# Objective
Can you reproduce all of the data below line for line, without changing a single character?

# Data listing

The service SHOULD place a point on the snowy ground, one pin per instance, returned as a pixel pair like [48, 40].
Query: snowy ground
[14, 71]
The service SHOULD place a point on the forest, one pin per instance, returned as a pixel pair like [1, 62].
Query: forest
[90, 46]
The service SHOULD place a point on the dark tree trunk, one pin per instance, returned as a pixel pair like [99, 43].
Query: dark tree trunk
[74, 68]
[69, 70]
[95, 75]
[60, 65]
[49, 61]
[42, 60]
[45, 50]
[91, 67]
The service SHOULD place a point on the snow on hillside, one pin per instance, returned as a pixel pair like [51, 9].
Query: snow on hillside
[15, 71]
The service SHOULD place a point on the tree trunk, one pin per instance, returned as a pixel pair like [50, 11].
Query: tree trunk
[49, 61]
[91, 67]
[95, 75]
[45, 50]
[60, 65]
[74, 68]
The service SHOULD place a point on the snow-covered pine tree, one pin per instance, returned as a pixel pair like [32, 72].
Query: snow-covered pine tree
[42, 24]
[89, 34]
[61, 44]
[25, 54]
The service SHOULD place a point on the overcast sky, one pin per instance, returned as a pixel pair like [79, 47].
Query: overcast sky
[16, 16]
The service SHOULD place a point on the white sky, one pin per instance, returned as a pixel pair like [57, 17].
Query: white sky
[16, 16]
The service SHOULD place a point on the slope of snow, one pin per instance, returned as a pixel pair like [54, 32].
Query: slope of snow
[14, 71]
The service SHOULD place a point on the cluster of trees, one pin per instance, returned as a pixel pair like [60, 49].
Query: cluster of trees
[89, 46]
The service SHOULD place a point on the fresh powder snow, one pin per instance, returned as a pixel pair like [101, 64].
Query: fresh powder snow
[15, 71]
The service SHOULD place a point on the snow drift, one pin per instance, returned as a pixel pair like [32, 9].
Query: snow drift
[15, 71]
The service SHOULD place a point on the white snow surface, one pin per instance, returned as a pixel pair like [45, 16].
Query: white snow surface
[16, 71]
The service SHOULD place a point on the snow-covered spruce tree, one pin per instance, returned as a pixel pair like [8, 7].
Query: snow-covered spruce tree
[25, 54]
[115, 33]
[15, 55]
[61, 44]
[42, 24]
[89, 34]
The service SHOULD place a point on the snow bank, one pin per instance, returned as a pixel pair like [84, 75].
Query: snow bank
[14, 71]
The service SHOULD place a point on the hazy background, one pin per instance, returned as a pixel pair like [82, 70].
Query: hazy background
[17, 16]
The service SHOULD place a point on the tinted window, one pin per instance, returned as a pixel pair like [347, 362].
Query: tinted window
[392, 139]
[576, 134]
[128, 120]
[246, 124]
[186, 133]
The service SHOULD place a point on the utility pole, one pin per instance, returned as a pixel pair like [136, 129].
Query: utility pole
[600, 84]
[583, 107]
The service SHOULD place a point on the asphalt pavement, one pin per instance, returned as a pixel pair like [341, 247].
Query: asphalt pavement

# Written solution
The service SHOULD place a point on the snowy ground, one pin per instance, returned as a pixel pair like [48, 40].
Query: snowy ground
[14, 71]
The service SHOULD place a point on the forest, one pin per instance, returned as a pixel pair like [1, 62].
Query: forest
[90, 46]
The service SHOULD place a point on the dark tree trunk, one pin per instance, returned as a pixel pair like [99, 43].
Query: dark tree trunk
[74, 68]
[69, 70]
[95, 75]
[60, 65]
[49, 61]
[42, 60]
[45, 50]
[91, 67]
The service SHOULD place a point on the snow on hillside, one pin per instance, returned as a pixel pair like [51, 9].
Query: snow on hillside
[15, 71]
The service SHOULD place a point on the tree trunk, one pin per instance, returned as a pixel pair like [50, 11].
Query: tree trunk
[49, 61]
[91, 67]
[95, 75]
[45, 50]
[60, 65]
[74, 68]
The service SHOULD place a point on the snow-covered pine tree, one pin per instance, returned as a pixel pair like [32, 72].
Query: snow-covered pine tree
[42, 24]
[89, 34]
[61, 44]
[25, 54]
The service SHOULD place a point on the overcast sky, one pin per instance, returned as a pixel pair like [79, 47].
Query: overcast sky
[16, 16]
The service SHOULD place a point on the white sky, one pin per instance, returned as a pixel pair like [57, 17].
Query: white sky
[16, 16]
The service SHOULD place a point on the slope of snow, one pin per instance, returned as a pixel pair like [54, 32].
Query: slope of snow
[14, 71]
The service SHOULD place a point on the cluster of trees, one pin per instance, returned as a pixel pair like [60, 49].
Query: cluster of trees
[89, 46]
The service SHOULD place a point on the fresh powder snow, one pin per instance, returned as a pixel pair like [101, 64].
Query: fresh powder snow
[15, 71]
The service SHOULD place a point on the snow drift, one pin per instance, returned as a pixel pair like [32, 9].
Query: snow drift
[15, 71]
The service SHOULD place a point on the white snow surface, one pin per instance, returned as a pixel pair like [45, 16].
Query: white snow surface
[16, 71]
The service SHOULD place a point on the snow-covered spruce tree, one pin per instance, returned as a pixel pair like [8, 7].
Query: snow-covered spruce tree
[25, 54]
[115, 33]
[15, 55]
[61, 44]
[42, 24]
[89, 34]
The service SHOULD place a point on the snow bank, one pin per instance, returned as a pixel pair like [84, 75].
Query: snow bank
[14, 71]
The service SHOULD place a point on the hazy background, one pin per instance, returned as a pixel pair like [82, 70].
Query: hazy background
[17, 16]
The service SHOULD place a point on the tinted window, one pin per instance, returned as a pixel pair like [347, 362].
Query: tinted window
[392, 139]
[576, 134]
[128, 120]
[246, 124]
[186, 133]
The service SHOULD place a point on the utility pole, one pin per instance, returned as a pixel pair like [136, 129].
Query: utility pole
[600, 84]
[583, 107]
The service SHOULD place a point on the asphalt pavement, one pin per instance, returned as a pixel pair like [341, 247].
Query: asphalt pavement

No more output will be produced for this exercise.